YOUR INSTRUCTIONS: Everything from the line holding "Scan for riverbank." to the end of the listing below should be copied exactly, line for line, minus the pictures.

EXERCISE MATERIAL:

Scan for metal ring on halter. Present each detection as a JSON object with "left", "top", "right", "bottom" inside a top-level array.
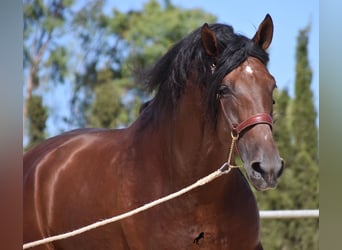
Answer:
[{"left": 231, "top": 130, "right": 239, "bottom": 141}]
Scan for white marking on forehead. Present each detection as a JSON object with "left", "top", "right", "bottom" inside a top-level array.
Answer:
[{"left": 245, "top": 65, "right": 253, "bottom": 74}]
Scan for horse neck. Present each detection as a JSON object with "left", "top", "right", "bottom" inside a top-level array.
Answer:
[{"left": 144, "top": 83, "right": 229, "bottom": 185}]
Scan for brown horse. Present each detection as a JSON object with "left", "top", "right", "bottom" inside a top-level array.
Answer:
[{"left": 24, "top": 14, "right": 284, "bottom": 249}]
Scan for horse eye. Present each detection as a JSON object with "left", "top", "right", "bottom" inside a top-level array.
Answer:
[
  {"left": 219, "top": 85, "right": 231, "bottom": 97},
  {"left": 272, "top": 99, "right": 275, "bottom": 105}
]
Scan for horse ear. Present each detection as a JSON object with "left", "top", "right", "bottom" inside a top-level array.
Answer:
[
  {"left": 252, "top": 14, "right": 274, "bottom": 50},
  {"left": 201, "top": 23, "right": 219, "bottom": 57}
]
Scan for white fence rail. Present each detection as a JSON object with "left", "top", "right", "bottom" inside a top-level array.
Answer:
[{"left": 259, "top": 209, "right": 319, "bottom": 219}]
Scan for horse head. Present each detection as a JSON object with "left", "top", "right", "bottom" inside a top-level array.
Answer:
[{"left": 201, "top": 14, "right": 284, "bottom": 191}]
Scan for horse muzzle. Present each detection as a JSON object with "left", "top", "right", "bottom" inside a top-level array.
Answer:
[
  {"left": 246, "top": 157, "right": 284, "bottom": 191},
  {"left": 229, "top": 112, "right": 284, "bottom": 191}
]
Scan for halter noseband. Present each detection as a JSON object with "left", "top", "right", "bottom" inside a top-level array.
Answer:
[
  {"left": 219, "top": 97, "right": 273, "bottom": 169},
  {"left": 232, "top": 113, "right": 273, "bottom": 136},
  {"left": 219, "top": 99, "right": 273, "bottom": 136}
]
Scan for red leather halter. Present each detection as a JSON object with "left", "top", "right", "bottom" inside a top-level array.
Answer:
[
  {"left": 232, "top": 113, "right": 273, "bottom": 135},
  {"left": 219, "top": 99, "right": 273, "bottom": 137}
]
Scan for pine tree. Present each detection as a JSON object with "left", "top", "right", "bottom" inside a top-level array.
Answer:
[
  {"left": 293, "top": 26, "right": 318, "bottom": 161},
  {"left": 26, "top": 95, "right": 48, "bottom": 150},
  {"left": 289, "top": 25, "right": 319, "bottom": 250}
]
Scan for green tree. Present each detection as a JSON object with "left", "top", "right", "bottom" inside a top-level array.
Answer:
[
  {"left": 23, "top": 0, "right": 73, "bottom": 146},
  {"left": 67, "top": 0, "right": 108, "bottom": 127},
  {"left": 26, "top": 95, "right": 48, "bottom": 150},
  {"left": 293, "top": 26, "right": 318, "bottom": 161},
  {"left": 88, "top": 69, "right": 129, "bottom": 128},
  {"left": 288, "top": 25, "right": 319, "bottom": 250},
  {"left": 23, "top": 0, "right": 216, "bottom": 142},
  {"left": 73, "top": 0, "right": 216, "bottom": 128}
]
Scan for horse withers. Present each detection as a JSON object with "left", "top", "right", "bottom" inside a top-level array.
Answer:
[{"left": 24, "top": 14, "right": 283, "bottom": 249}]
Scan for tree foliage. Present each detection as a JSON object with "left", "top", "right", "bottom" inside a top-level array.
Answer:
[
  {"left": 70, "top": 0, "right": 216, "bottom": 128},
  {"left": 23, "top": 0, "right": 73, "bottom": 146},
  {"left": 26, "top": 95, "right": 48, "bottom": 150},
  {"left": 88, "top": 69, "right": 129, "bottom": 128},
  {"left": 293, "top": 26, "right": 318, "bottom": 161}
]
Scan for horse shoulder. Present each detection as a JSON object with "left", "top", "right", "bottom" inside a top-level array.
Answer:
[{"left": 23, "top": 128, "right": 131, "bottom": 243}]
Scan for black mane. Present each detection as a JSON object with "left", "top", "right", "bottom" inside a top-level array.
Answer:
[{"left": 140, "top": 23, "right": 269, "bottom": 128}]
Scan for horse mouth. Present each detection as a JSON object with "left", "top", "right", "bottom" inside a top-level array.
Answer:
[{"left": 245, "top": 167, "right": 279, "bottom": 191}]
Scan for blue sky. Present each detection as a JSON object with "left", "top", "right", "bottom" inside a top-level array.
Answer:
[
  {"left": 116, "top": 0, "right": 319, "bottom": 101},
  {"left": 38, "top": 0, "right": 318, "bottom": 141}
]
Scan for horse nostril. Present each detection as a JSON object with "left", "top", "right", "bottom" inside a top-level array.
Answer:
[
  {"left": 251, "top": 162, "right": 264, "bottom": 175},
  {"left": 277, "top": 159, "right": 285, "bottom": 178},
  {"left": 252, "top": 160, "right": 284, "bottom": 179}
]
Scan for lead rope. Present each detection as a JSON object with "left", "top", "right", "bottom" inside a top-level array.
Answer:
[
  {"left": 23, "top": 133, "right": 241, "bottom": 249},
  {"left": 226, "top": 131, "right": 240, "bottom": 169},
  {"left": 219, "top": 98, "right": 241, "bottom": 170}
]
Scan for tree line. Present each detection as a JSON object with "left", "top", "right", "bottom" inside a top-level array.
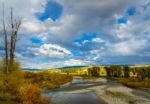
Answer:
[{"left": 88, "top": 65, "right": 150, "bottom": 80}]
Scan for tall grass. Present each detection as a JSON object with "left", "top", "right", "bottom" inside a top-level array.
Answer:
[
  {"left": 24, "top": 71, "right": 73, "bottom": 89},
  {"left": 0, "top": 70, "right": 50, "bottom": 104},
  {"left": 116, "top": 78, "right": 150, "bottom": 88}
]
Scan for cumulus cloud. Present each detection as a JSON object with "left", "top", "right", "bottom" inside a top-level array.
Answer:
[
  {"left": 28, "top": 44, "right": 72, "bottom": 58},
  {"left": 107, "top": 39, "right": 147, "bottom": 56},
  {"left": 45, "top": 0, "right": 134, "bottom": 40},
  {"left": 21, "top": 20, "right": 46, "bottom": 34},
  {"left": 0, "top": 0, "right": 150, "bottom": 68}
]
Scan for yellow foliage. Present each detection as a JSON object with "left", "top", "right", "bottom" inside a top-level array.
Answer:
[
  {"left": 18, "top": 83, "right": 49, "bottom": 104},
  {"left": 19, "top": 83, "right": 41, "bottom": 104},
  {"left": 10, "top": 61, "right": 21, "bottom": 71},
  {"left": 5, "top": 70, "right": 24, "bottom": 94},
  {"left": 25, "top": 71, "right": 73, "bottom": 89}
]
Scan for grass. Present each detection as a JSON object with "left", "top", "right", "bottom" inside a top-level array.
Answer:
[
  {"left": 0, "top": 69, "right": 73, "bottom": 104},
  {"left": 114, "top": 78, "right": 150, "bottom": 88},
  {"left": 0, "top": 101, "right": 20, "bottom": 104},
  {"left": 80, "top": 75, "right": 99, "bottom": 80},
  {"left": 0, "top": 70, "right": 50, "bottom": 104},
  {"left": 24, "top": 71, "right": 73, "bottom": 89}
]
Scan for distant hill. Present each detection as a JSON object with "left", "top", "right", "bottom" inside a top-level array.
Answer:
[
  {"left": 22, "top": 68, "right": 61, "bottom": 72},
  {"left": 21, "top": 68, "right": 42, "bottom": 71},
  {"left": 22, "top": 64, "right": 147, "bottom": 71},
  {"left": 58, "top": 66, "right": 87, "bottom": 70}
]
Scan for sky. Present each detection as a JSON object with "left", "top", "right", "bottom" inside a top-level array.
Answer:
[{"left": 0, "top": 0, "right": 150, "bottom": 69}]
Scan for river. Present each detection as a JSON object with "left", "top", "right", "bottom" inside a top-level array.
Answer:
[{"left": 43, "top": 76, "right": 150, "bottom": 104}]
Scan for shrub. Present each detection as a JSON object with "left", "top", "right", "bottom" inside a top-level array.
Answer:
[
  {"left": 0, "top": 71, "right": 5, "bottom": 92},
  {"left": 10, "top": 61, "right": 21, "bottom": 71},
  {"left": 19, "top": 83, "right": 49, "bottom": 104},
  {"left": 42, "top": 81, "right": 59, "bottom": 89},
  {"left": 118, "top": 78, "right": 150, "bottom": 88},
  {"left": 0, "top": 70, "right": 25, "bottom": 101},
  {"left": 24, "top": 71, "right": 73, "bottom": 89},
  {"left": 4, "top": 70, "right": 24, "bottom": 95}
]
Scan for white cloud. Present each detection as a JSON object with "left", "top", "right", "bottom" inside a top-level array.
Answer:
[
  {"left": 1, "top": 0, "right": 150, "bottom": 67},
  {"left": 74, "top": 38, "right": 105, "bottom": 47},
  {"left": 111, "top": 2, "right": 150, "bottom": 41},
  {"left": 64, "top": 59, "right": 91, "bottom": 67},
  {"left": 111, "top": 21, "right": 133, "bottom": 39},
  {"left": 105, "top": 2, "right": 150, "bottom": 58},
  {"left": 37, "top": 33, "right": 49, "bottom": 41},
  {"left": 0, "top": 0, "right": 46, "bottom": 19},
  {"left": 29, "top": 44, "right": 72, "bottom": 58},
  {"left": 22, "top": 59, "right": 91, "bottom": 69},
  {"left": 82, "top": 40, "right": 89, "bottom": 44},
  {"left": 0, "top": 0, "right": 48, "bottom": 35},
  {"left": 21, "top": 20, "right": 46, "bottom": 34},
  {"left": 92, "top": 38, "right": 105, "bottom": 43},
  {"left": 74, "top": 42, "right": 82, "bottom": 47},
  {"left": 42, "top": 0, "right": 135, "bottom": 43},
  {"left": 108, "top": 39, "right": 147, "bottom": 56}
]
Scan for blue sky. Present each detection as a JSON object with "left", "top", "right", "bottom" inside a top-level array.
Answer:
[
  {"left": 36, "top": 1, "right": 62, "bottom": 21},
  {"left": 0, "top": 0, "right": 150, "bottom": 69}
]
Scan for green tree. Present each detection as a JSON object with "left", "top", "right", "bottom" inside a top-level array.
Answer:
[
  {"left": 109, "top": 65, "right": 122, "bottom": 77},
  {"left": 136, "top": 67, "right": 150, "bottom": 80},
  {"left": 123, "top": 66, "right": 130, "bottom": 78},
  {"left": 146, "top": 66, "right": 150, "bottom": 78},
  {"left": 105, "top": 67, "right": 111, "bottom": 77},
  {"left": 88, "top": 67, "right": 100, "bottom": 77}
]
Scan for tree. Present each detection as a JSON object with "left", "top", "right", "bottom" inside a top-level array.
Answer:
[
  {"left": 9, "top": 8, "right": 21, "bottom": 71},
  {"left": 105, "top": 67, "right": 111, "bottom": 77},
  {"left": 135, "top": 67, "right": 150, "bottom": 80},
  {"left": 109, "top": 65, "right": 122, "bottom": 77},
  {"left": 2, "top": 5, "right": 21, "bottom": 73},
  {"left": 88, "top": 67, "right": 100, "bottom": 77},
  {"left": 123, "top": 66, "right": 130, "bottom": 78},
  {"left": 2, "top": 4, "right": 9, "bottom": 73},
  {"left": 146, "top": 66, "right": 150, "bottom": 78}
]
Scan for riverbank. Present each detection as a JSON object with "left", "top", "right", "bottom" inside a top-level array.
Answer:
[{"left": 113, "top": 78, "right": 150, "bottom": 88}]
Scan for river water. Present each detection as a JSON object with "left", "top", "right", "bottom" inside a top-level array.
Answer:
[
  {"left": 43, "top": 76, "right": 150, "bottom": 104},
  {"left": 43, "top": 76, "right": 106, "bottom": 104}
]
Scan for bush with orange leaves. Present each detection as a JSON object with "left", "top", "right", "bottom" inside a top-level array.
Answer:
[{"left": 18, "top": 83, "right": 49, "bottom": 104}]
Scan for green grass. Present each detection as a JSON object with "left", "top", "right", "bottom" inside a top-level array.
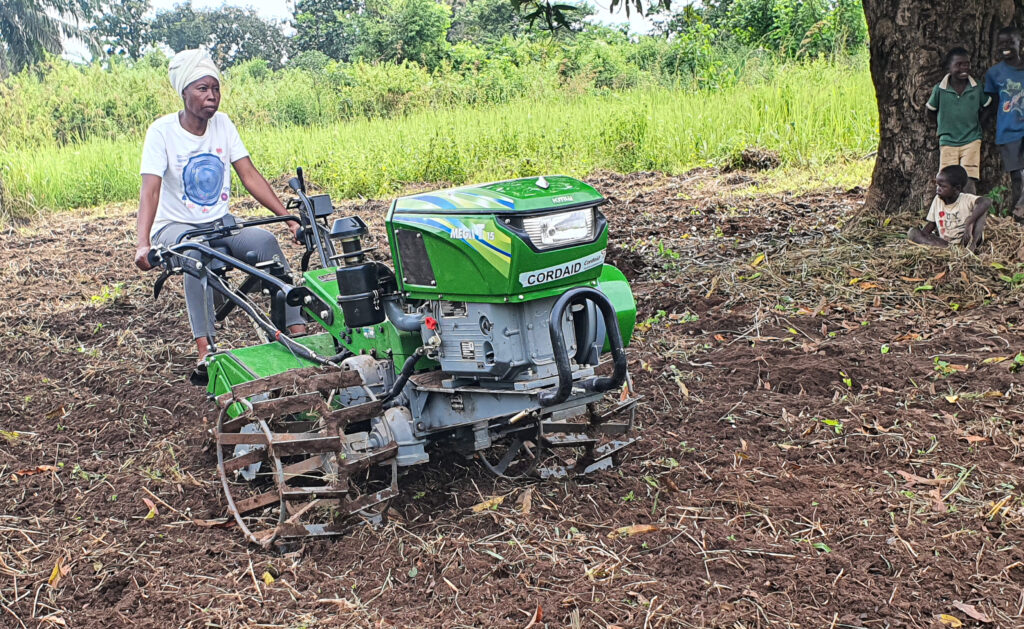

RESULT:
Scan for riverbank. Present each detection as a JSON object with "left", "top", "right", "bottom" inside a top-level array.
Answer:
[{"left": 113, "top": 78, "right": 150, "bottom": 88}]
Scan for river water. Present each detection as a JSON object with "left", "top", "right", "bottom" inside a top-level array.
Answer:
[
  {"left": 43, "top": 76, "right": 150, "bottom": 104},
  {"left": 43, "top": 76, "right": 106, "bottom": 104}
]
Scan for bush with orange leaves. Present each detection as a JSON object with "left", "top", "right", "bottom" inside a top-level array.
Answer:
[{"left": 18, "top": 83, "right": 49, "bottom": 104}]
Scan for green grass. Present each detection as a JSON object with "left", "top", "right", "bottom" inside a top-level array.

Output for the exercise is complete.